Number each line of the listing below, from the line containing "[locate] silver sedan" down to the end of the listing, and drop any blank lines.

------------------------

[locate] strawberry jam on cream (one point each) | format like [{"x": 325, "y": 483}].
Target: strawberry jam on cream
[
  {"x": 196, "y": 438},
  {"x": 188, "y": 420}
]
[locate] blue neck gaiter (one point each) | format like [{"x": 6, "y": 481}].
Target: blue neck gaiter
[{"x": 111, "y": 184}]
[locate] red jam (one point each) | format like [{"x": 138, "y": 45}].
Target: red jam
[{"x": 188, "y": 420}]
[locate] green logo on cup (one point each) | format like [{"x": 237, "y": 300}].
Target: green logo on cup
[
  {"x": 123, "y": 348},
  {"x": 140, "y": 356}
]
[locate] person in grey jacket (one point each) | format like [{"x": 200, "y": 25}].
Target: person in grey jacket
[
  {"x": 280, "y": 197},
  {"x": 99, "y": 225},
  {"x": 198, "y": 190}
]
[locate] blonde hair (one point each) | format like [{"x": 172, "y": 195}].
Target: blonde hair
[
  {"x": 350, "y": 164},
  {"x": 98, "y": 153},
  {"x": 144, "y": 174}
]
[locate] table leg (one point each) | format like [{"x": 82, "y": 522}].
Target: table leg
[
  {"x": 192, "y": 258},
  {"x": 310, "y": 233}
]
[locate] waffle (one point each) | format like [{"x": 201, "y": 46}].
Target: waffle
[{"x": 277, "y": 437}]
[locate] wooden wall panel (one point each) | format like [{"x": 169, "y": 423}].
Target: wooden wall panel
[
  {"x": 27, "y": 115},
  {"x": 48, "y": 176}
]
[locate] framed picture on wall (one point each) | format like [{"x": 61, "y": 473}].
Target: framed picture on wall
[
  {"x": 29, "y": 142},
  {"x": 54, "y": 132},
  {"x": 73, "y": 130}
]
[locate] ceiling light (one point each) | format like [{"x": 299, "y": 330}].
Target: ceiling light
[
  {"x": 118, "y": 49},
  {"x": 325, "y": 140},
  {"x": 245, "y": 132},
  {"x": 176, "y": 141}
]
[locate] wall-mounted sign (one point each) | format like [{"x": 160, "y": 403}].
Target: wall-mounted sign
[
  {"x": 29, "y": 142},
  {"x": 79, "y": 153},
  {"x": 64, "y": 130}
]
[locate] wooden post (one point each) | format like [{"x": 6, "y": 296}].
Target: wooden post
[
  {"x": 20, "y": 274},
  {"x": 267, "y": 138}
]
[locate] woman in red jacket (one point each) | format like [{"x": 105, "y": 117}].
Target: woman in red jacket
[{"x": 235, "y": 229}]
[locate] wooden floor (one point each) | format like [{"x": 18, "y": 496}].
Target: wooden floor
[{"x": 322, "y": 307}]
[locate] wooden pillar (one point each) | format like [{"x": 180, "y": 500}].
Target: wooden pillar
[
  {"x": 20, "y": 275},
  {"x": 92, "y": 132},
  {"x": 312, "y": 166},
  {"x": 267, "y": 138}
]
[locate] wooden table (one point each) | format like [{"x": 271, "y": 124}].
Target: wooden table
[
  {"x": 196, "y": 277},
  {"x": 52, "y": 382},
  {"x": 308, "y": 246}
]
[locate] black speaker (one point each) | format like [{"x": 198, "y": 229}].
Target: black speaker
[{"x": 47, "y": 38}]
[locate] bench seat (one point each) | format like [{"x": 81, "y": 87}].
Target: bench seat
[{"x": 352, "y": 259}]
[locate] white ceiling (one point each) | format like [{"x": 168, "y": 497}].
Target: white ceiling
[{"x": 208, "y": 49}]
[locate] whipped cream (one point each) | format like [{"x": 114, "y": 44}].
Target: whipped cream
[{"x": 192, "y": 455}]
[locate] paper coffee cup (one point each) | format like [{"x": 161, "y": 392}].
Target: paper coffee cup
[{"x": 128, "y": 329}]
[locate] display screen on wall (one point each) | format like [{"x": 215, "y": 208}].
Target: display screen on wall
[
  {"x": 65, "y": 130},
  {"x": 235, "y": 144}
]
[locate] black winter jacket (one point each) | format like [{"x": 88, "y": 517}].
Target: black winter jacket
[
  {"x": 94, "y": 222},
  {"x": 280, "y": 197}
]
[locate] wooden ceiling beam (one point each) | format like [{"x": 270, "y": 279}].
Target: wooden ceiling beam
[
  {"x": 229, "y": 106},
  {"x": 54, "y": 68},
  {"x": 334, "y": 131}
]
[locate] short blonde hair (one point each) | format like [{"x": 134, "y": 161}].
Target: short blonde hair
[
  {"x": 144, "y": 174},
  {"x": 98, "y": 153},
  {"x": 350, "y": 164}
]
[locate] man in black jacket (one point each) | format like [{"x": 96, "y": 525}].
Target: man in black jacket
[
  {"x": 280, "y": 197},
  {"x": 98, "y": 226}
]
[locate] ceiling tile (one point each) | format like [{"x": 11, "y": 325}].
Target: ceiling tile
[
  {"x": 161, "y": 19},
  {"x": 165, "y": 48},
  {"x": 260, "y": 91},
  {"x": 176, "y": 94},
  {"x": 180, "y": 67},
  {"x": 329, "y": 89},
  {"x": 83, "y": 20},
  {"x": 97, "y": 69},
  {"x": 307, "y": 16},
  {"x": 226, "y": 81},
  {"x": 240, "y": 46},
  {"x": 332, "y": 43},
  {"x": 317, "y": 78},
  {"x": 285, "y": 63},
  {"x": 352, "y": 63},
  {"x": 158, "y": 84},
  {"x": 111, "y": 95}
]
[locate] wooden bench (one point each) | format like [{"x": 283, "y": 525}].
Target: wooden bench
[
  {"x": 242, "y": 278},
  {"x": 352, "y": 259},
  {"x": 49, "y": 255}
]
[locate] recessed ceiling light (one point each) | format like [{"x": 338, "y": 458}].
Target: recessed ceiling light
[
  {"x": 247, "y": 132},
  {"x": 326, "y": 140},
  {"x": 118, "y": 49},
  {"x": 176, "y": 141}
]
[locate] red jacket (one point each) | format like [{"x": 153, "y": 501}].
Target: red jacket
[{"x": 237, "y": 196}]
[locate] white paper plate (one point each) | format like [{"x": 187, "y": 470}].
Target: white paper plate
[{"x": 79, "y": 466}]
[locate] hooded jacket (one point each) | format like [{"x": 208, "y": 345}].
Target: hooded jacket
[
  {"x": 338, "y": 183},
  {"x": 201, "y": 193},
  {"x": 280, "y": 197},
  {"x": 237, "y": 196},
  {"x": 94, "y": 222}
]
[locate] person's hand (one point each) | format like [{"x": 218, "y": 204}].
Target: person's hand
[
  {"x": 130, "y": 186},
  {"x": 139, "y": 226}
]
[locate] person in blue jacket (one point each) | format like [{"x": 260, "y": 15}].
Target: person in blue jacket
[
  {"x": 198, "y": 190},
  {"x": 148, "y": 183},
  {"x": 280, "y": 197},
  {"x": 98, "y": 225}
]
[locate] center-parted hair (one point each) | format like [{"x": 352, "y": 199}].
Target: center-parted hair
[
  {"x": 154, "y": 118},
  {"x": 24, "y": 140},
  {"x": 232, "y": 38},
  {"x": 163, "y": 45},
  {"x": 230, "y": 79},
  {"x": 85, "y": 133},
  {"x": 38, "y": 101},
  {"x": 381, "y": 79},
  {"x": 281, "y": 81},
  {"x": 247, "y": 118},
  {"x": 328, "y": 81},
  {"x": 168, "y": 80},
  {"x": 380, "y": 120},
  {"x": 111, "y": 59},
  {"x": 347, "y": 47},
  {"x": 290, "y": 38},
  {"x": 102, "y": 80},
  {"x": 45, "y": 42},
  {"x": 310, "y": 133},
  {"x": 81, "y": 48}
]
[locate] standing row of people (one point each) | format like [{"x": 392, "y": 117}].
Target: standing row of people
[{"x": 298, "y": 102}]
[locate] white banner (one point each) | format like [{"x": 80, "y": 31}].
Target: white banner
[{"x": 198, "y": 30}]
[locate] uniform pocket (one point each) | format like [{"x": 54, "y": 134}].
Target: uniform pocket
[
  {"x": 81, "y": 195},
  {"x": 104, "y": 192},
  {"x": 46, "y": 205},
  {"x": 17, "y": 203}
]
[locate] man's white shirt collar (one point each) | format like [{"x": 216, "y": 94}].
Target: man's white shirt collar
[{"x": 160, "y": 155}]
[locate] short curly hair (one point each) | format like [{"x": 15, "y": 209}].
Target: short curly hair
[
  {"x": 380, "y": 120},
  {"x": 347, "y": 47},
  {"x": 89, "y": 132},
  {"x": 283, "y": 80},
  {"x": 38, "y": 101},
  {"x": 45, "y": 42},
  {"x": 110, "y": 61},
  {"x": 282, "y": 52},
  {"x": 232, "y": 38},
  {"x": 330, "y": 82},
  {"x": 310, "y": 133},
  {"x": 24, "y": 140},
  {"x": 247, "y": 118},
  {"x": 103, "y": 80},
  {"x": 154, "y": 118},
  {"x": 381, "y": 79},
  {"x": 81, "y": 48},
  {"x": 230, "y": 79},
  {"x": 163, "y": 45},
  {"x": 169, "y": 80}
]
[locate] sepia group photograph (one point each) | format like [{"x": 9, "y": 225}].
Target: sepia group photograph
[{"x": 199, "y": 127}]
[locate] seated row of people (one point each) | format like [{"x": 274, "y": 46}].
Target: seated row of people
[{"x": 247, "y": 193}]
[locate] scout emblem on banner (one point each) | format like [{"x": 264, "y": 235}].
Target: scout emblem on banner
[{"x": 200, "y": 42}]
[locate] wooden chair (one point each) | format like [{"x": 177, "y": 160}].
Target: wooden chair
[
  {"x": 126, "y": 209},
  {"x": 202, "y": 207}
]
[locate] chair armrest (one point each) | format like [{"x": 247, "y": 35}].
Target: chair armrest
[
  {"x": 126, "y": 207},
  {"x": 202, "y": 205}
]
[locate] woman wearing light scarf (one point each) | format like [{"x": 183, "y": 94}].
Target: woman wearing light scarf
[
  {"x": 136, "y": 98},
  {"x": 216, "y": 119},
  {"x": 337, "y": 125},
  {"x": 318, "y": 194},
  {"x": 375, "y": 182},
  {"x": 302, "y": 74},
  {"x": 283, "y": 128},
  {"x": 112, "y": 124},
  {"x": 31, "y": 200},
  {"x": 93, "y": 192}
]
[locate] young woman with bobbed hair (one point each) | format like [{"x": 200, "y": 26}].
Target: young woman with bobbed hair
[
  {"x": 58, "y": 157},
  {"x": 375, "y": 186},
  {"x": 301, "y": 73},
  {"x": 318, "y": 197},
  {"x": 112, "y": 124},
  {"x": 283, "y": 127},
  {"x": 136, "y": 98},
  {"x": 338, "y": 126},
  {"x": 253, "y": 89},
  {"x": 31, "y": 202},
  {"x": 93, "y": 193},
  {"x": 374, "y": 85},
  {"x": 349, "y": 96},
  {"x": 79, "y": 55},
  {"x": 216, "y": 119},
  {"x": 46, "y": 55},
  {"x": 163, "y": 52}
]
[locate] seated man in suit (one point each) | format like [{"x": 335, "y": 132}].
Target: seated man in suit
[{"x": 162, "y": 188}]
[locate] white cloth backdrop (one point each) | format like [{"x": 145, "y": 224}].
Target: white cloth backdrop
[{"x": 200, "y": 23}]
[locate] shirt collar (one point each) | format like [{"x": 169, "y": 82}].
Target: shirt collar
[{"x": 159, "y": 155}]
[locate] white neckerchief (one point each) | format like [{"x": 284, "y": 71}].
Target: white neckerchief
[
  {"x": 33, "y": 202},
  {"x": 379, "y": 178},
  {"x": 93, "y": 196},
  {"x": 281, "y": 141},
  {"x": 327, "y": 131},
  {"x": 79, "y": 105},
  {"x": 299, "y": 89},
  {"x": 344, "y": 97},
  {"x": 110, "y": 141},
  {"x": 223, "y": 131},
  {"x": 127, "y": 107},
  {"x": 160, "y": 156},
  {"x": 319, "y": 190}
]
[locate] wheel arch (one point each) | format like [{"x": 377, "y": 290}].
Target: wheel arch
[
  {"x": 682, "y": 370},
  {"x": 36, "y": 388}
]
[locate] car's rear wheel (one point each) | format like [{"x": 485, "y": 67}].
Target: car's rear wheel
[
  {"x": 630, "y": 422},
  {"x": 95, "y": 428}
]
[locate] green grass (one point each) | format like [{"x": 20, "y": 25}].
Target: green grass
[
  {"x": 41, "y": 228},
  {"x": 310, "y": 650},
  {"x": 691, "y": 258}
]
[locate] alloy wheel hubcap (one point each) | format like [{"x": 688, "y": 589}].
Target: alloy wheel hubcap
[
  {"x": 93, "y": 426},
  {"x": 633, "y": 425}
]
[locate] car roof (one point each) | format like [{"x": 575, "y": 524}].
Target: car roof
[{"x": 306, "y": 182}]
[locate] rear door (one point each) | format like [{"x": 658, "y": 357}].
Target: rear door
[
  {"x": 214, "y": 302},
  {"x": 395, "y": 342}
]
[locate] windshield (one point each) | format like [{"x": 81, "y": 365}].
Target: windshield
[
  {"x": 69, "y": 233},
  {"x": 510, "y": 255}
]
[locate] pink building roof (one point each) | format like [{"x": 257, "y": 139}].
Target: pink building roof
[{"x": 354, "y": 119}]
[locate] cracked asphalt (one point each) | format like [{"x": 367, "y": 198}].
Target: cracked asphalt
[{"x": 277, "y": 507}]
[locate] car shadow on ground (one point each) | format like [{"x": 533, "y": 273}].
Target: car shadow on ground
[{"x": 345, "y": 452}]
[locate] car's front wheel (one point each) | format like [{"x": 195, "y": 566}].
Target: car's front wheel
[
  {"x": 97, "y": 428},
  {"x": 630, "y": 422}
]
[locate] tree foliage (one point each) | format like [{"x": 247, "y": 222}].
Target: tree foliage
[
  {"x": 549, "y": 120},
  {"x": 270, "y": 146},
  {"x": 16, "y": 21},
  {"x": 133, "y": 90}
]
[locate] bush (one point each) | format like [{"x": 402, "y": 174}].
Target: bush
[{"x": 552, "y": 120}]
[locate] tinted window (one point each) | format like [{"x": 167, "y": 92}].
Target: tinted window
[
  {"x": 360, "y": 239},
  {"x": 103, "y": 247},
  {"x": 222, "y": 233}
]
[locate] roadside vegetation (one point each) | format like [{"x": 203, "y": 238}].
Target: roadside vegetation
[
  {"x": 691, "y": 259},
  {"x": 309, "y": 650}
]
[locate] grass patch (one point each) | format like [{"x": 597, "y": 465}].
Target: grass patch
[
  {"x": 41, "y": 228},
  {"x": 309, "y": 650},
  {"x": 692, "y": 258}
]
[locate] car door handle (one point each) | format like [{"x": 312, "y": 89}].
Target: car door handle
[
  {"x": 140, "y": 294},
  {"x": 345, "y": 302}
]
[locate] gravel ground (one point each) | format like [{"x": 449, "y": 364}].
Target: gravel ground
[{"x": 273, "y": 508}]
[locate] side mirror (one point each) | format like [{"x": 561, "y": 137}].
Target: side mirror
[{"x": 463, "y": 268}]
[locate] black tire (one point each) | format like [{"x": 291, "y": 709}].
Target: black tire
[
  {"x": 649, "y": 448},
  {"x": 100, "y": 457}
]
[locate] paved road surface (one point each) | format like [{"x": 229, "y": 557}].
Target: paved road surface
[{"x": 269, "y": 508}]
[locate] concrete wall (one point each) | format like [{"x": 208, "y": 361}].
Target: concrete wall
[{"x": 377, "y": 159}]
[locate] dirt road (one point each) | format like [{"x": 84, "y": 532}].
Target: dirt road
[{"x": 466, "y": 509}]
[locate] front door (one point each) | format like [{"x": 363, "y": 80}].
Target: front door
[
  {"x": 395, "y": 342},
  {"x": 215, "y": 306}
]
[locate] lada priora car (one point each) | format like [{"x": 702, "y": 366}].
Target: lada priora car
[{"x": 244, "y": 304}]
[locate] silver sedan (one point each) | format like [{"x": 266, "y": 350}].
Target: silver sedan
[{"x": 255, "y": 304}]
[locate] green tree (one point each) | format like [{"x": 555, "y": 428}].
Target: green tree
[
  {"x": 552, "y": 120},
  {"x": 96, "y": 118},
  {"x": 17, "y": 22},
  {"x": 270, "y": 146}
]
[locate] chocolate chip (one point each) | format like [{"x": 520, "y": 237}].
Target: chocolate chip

------------------------

● **Full answer**:
1. [locate] silver sedan (one point each) | format like [{"x": 266, "y": 350}].
2. Target: silver sedan
3. [{"x": 255, "y": 304}]
4. [locate] green tree (one point each) | format like [{"x": 555, "y": 428}].
5. Target: green tree
6. [
7.   {"x": 552, "y": 120},
8.   {"x": 96, "y": 118},
9.   {"x": 17, "y": 22},
10.   {"x": 270, "y": 146}
11. ]
12. [locate] chocolate chip (one point each) | format like [{"x": 520, "y": 237}].
13. Target: chocolate chip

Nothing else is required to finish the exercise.